[Start GIVEN PASSAGE]
Categories
Audio Sources - Full Text Articles

Why GOP voters are so loyal to Trump

Republican primary voters are showing no signs of easing their support for former President Trump as their 2024 GOP presidential candidate.

Trump’s lead in the presumptive field of GOP presidential candidates has widened in most polling, even as he finds himself embroiled in high-profile legal battles and as the party grapples with a worse-than-expected midterm election.

Though the presidential debates and primaries are still months away, pollsters and even some anti-Trump Republicans point to the former president’s recent indictment and his no-holds-barred approach to his presumptive GOP rivals as being among the reasons some in the party are still leaning toward the former president.

“Donald Trump has conditioned … a pretty serious majority of the Republican base to believe that any legal critique of him, any external charge made against him is invalid and a product of the ‘deep state’ or a conspiracy of some kind to take him away from Republican voters,” said Rick Wilson, co-founder of the anti-Trump Lincoln Project.

“So why did you see Trump’s numbers go up after Mar-a-Lago was raided by the FBI? Why did you see his numbers go up after he was indicted in New York? That’s because that base — it is an inversion of the prior known political behavior, which is to say, people don’t like criminals,” he added. “And yet, when you accuse Donald Trump of being a criminal, even with all the evidence in the world, their response is, ‘No, he’s not. You’re the one who’s doing this.’”
[End GIVEN PASSAGE]
WRITTEN INSTRUCTION A: Count the lines in the rows below that contain the string "point", and reply with only the number.
[Start PROVIDED RECORDS]
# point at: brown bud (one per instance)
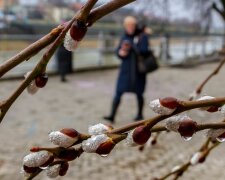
(30, 170)
(41, 80)
(63, 168)
(187, 128)
(49, 161)
(169, 102)
(78, 30)
(106, 147)
(141, 135)
(68, 154)
(70, 132)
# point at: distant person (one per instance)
(64, 62)
(165, 47)
(130, 79)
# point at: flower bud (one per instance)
(30, 170)
(168, 106)
(65, 137)
(222, 110)
(37, 159)
(187, 128)
(24, 173)
(41, 80)
(182, 124)
(98, 129)
(169, 102)
(64, 168)
(31, 88)
(53, 171)
(69, 43)
(138, 136)
(57, 170)
(175, 169)
(193, 95)
(78, 30)
(100, 144)
(209, 109)
(198, 157)
(216, 134)
(68, 154)
(105, 148)
(173, 123)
[End PROVIDED RECORDS]
WRITTEN INSTRUCTION B: Copy the article on GOP voters' loyalty to Trump, shown above, word for word and in full.

EXPECTED OUTPUT A: 3

EXPECTED OUTPUT B:
Categories
Audio Sources - Full Text Articles

Why GOP voters are so loyal to Trump

Republican primary voters are showing no signs of easing their support for former President Trump as their 2024 GOP presidential candidate.

Trump’s lead in the presumptive field of GOP presidential candidates has widened in most polling, even as he finds himself embroiled in high-profile legal battles and as the party grapples with a worse-than-expected midterm election.

Though the presidential debates and primaries are still months away, pollsters and even some anti-Trump Republicans point to the former president’s recent indictment and his no-holds-barred approach to his presumptive GOP rivals as being among the reasons some in the party are still leaning toward the former president.

“Donald Trump has conditioned … a pretty serious majority of the Republican base to believe that any legal critique of him, any external charge made against him is invalid and a product of the ‘deep state’ or a conspiracy of some kind to take him away from Republican voters,” said Rick Wilson, co-founder of the anti-Trump Lincoln Project.

“So why did you see Trump’s numbers go up after Mar-a-Lago was raided by the FBI? Why did you see his numbers go up after he was indicted in New York? That’s because that base — it is an inversion of the prior known political behavior, which is to say, people don’t like criminals,” he added. “And yet, when you accuse Donald Trump of being a criminal, even with all the evidence in the world, their response is, ‘No, he’s not. You’re the one who’s doing this.’”